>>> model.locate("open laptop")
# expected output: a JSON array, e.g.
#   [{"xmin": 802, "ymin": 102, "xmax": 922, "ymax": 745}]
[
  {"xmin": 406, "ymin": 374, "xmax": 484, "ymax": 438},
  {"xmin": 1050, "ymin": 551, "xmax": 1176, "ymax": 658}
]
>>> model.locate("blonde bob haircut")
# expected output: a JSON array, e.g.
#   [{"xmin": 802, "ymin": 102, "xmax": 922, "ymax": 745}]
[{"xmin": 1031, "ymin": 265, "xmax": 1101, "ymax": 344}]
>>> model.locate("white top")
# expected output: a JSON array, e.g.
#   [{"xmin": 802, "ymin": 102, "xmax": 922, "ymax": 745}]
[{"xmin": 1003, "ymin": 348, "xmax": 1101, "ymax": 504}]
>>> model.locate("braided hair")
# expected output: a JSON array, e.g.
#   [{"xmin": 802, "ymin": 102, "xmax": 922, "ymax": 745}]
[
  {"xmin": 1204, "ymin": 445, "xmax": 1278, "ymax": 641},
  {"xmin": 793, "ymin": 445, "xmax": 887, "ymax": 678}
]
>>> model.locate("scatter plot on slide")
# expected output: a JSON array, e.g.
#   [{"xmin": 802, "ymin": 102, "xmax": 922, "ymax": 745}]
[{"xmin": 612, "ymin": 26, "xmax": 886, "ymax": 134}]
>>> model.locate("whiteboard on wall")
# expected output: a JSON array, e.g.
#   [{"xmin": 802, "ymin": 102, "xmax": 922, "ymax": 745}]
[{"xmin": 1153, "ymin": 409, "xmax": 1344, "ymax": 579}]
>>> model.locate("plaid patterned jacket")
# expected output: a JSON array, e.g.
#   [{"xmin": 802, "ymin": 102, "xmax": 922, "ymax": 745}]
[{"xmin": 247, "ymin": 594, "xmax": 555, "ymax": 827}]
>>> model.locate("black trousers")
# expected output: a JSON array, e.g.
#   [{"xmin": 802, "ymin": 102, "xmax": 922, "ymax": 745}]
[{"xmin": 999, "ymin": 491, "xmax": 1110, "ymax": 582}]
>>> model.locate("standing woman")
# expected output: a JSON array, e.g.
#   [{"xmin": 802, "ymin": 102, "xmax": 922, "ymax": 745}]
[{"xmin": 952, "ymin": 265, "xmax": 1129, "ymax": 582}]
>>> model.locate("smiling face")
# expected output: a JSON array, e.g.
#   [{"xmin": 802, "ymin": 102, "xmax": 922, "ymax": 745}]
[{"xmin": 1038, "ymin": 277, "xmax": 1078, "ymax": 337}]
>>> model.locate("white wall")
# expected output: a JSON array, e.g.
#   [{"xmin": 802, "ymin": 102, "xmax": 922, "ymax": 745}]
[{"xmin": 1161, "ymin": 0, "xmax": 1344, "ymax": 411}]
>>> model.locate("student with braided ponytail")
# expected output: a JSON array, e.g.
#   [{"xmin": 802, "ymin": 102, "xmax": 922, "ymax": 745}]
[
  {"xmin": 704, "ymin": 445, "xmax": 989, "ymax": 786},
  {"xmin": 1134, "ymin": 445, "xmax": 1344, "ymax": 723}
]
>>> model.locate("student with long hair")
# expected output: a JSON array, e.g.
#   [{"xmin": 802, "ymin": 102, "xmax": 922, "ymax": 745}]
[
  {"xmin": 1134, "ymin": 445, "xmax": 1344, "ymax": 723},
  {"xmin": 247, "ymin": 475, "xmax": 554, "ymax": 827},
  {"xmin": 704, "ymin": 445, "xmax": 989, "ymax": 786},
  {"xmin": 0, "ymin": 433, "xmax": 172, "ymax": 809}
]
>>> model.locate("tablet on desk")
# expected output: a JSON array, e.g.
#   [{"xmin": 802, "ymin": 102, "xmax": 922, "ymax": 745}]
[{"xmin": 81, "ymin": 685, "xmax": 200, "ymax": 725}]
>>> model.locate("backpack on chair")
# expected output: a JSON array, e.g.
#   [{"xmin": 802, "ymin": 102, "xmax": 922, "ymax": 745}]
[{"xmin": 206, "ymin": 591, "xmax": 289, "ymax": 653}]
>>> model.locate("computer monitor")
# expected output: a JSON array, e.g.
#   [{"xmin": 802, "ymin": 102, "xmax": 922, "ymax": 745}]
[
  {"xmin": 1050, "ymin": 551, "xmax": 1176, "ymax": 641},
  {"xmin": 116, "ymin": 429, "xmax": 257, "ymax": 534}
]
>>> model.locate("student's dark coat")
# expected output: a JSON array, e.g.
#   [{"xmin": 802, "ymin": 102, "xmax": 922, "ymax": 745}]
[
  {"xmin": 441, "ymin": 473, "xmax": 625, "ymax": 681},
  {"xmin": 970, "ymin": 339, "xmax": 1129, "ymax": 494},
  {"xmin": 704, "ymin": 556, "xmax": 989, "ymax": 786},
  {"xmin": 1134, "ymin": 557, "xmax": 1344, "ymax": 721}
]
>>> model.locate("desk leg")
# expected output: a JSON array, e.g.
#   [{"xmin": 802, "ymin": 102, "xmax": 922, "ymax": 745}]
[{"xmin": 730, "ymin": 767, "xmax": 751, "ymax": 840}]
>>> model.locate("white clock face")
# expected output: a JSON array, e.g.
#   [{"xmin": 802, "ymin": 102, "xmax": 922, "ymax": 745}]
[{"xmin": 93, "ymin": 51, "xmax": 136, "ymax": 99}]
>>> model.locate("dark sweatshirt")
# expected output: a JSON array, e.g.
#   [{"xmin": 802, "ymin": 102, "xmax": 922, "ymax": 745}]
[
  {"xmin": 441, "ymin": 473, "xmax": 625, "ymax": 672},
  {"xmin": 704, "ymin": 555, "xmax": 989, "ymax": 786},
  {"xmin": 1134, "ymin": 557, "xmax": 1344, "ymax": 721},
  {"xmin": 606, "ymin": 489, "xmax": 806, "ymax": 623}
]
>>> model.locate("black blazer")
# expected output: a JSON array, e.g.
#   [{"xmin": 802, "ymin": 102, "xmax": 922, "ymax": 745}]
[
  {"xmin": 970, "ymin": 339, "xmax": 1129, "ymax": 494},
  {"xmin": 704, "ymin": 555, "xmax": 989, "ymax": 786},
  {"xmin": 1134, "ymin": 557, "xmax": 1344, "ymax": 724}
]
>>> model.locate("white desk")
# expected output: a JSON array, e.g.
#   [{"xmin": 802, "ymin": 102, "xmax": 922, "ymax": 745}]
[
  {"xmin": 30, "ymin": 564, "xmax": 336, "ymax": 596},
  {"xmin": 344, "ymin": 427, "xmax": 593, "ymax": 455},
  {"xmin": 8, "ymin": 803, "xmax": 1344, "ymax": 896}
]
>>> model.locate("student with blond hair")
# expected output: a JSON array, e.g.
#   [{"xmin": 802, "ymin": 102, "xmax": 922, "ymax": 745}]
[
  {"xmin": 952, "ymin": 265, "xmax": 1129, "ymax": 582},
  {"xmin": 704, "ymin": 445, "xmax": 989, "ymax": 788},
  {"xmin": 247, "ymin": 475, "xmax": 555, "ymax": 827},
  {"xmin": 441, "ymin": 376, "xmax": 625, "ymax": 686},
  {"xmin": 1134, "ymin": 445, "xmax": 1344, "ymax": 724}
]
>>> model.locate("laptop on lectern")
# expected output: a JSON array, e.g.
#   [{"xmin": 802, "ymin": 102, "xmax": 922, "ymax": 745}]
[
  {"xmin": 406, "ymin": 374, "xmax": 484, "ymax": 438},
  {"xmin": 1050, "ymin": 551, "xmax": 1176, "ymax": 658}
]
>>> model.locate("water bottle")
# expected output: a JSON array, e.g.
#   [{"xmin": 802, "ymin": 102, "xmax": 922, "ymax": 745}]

----------

**TASK GOAL**
Tally the lines in the rows above that contain the string "with", treating uppercase and lowercase as different. Give only the number.

**SOLUTION TO THIS EXERCISE**
3